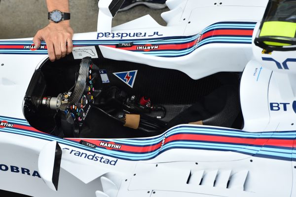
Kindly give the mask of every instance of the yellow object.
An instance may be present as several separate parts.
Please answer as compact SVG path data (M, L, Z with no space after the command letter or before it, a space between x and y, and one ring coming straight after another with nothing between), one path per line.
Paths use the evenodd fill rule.
M294 38L296 34L296 23L284 21L268 21L263 24L259 37L268 36L278 39L285 39L284 38ZM264 41L266 44L273 46L289 46L290 44L280 42Z
M127 114L125 115L124 126L137 129L140 124L140 116L137 114Z
M296 23L283 21L265 22L260 32L260 37L275 36L294 38Z

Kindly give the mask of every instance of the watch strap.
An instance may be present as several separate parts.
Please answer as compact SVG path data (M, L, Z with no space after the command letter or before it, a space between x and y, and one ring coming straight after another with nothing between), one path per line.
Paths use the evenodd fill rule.
M70 19L71 14L70 13L62 12L62 14L63 14L62 20Z

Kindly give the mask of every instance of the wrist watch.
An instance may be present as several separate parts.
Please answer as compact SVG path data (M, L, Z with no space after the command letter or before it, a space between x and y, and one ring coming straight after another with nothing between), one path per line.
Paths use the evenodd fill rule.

──────────────────────────────

→ **Task goal**
Can you extract every line of the listing above, word for word, leaving out the pictures?

→ **Solution for this task**
Kindly give the mask of every instance of the yellow object.
An instance may be present as several separate parts.
Please answer as compact SVG path data (M, L, Z with no space after the command letter or before it, a space between x and y, and one ring coming straight after another with nothing between), one path per line.
Paths use the evenodd fill rule.
M294 38L296 34L296 23L284 21L268 21L263 24L259 37L268 36L278 39L285 39L284 38ZM264 41L266 44L273 46L289 46L290 44L280 42Z
M127 114L125 115L124 126L137 129L140 124L140 116L137 114Z
M296 23L283 21L265 22L260 32L260 37L275 36L294 38Z

Kindly give the mask of every instance of the watch strap.
An instance may be present as several separate parts.
Please answer as compact SVG path data (M, L, Z with no space after the command letter or before it, a space between x and y, and one ring coming straight after another with nothing between), one path per line.
Paths use the evenodd fill rule.
M70 19L71 14L70 13L62 12L62 14L63 14L62 20Z

Kindly give the mask of every instance of the wrist watch.
An instance may be present as several separate parts.
Please answer as compact SVG path data (M, L, Z with no space after the command letter or before it, a space between x and y, and one ring coming straight after another with nothing between), one path per line.
Paths use the evenodd fill rule.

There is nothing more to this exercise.